AIM OF THE TASK
A complete, exact copy of the records below is the required result.

EXERCISE INPUT
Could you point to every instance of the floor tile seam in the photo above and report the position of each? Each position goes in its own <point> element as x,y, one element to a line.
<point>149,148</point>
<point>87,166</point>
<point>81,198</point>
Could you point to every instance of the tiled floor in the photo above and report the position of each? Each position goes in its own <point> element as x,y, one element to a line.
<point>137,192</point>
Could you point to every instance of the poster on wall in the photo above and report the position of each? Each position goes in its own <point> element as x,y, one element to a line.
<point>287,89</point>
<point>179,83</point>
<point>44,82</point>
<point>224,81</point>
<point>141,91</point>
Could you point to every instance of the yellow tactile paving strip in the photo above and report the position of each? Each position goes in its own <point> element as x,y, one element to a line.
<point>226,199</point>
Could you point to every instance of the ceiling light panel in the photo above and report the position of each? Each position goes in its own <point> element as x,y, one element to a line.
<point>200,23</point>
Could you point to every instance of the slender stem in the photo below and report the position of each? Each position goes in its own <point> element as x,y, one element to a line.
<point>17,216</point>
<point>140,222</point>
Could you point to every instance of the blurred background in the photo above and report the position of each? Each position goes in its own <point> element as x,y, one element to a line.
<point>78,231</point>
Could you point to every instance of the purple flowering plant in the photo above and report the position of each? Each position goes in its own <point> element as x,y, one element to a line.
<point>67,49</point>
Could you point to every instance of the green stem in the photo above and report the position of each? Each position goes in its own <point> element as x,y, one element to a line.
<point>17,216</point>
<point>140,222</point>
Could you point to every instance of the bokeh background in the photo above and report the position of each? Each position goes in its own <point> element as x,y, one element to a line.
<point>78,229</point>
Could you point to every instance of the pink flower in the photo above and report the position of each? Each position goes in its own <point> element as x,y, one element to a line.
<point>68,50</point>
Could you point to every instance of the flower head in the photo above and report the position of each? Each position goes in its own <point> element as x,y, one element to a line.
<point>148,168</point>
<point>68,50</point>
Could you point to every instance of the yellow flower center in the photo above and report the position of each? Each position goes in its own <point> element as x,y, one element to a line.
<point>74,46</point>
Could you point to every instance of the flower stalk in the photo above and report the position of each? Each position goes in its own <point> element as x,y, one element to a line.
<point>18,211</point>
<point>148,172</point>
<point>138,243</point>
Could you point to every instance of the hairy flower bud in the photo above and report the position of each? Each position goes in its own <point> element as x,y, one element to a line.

SOLUTION TO THIS EXERCISE
Could you point to every instance of the floor tile seam in the photo above and report the position of each? Each position goes in its own <point> element as x,y, one element to a line.
<point>149,148</point>
<point>87,166</point>
<point>81,198</point>
Could you point to every instance of the tiled floor in the photo above and report the position of each? Each position goes in its own <point> element as x,y, one element to a line.
<point>137,192</point>
Could you point to every instance of the poster on wall in the photo above and report the position of each? Each position goes in its own <point> element as x,y, one element to a line.
<point>287,89</point>
<point>179,83</point>
<point>44,82</point>
<point>224,81</point>
<point>141,91</point>
Could you point to every instance of the yellow tactile paving strip in the photo above and report the position of each? Each position goes in its own <point> element as x,y, one element to a line.
<point>226,199</point>
Could you point to every instance of the ceiling light panel in the photo above and report the position of each? Each position goes in its own <point> element as x,y, one element to a line.
<point>200,23</point>
Could you point to every instance of the slender stem in the photo below and report the position of each? Each position goes in its own <point> element as x,y, one element to a line.
<point>17,216</point>
<point>140,222</point>
Could you point to every instance of the blurred background in the photo above and report the position of each? Each position goes in its own <point> element as x,y, one element to a line.
<point>78,231</point>
Could you point to every instance of the purple flowering plant in the photo above and report the position of each? Each position goes in its own <point> element as x,y, one element to a line.
<point>67,49</point>
Could you point to every instance of the green stem in the photo above and report the position of each? Each position goes in its own <point> element as x,y, one element to a line.
<point>17,216</point>
<point>140,222</point>
Could you point to every instance of the bokeh background in the photo above and report the position of each? Each position goes in its own <point> element as x,y, one element to a line.
<point>78,229</point>
Could you point to every instance of the pink flower in the photo above and report the position of each? Each position goes in its own <point> element as x,y, one element to a line.
<point>68,50</point>
Could you point to every instance of the flower head in the photo above and report the position of each? Each position goes in its own <point> element as x,y, one element to a line.
<point>148,168</point>
<point>68,50</point>
Could you point to every instance of the yellow flower center in the photo above and report the position of each? Each position goes in its own <point> element as x,y, one element to a line.
<point>74,46</point>
Could you point to every instance of the flower stalk in the photo above and report the position of each? Each position goes in its own <point> element as x,y, one element to a line.
<point>18,211</point>
<point>148,172</point>
<point>138,243</point>
Could you point to every instance of the hairy flower bud in the photo above and report the position of each? Each position goes in its own <point> element as x,y, one element to a line.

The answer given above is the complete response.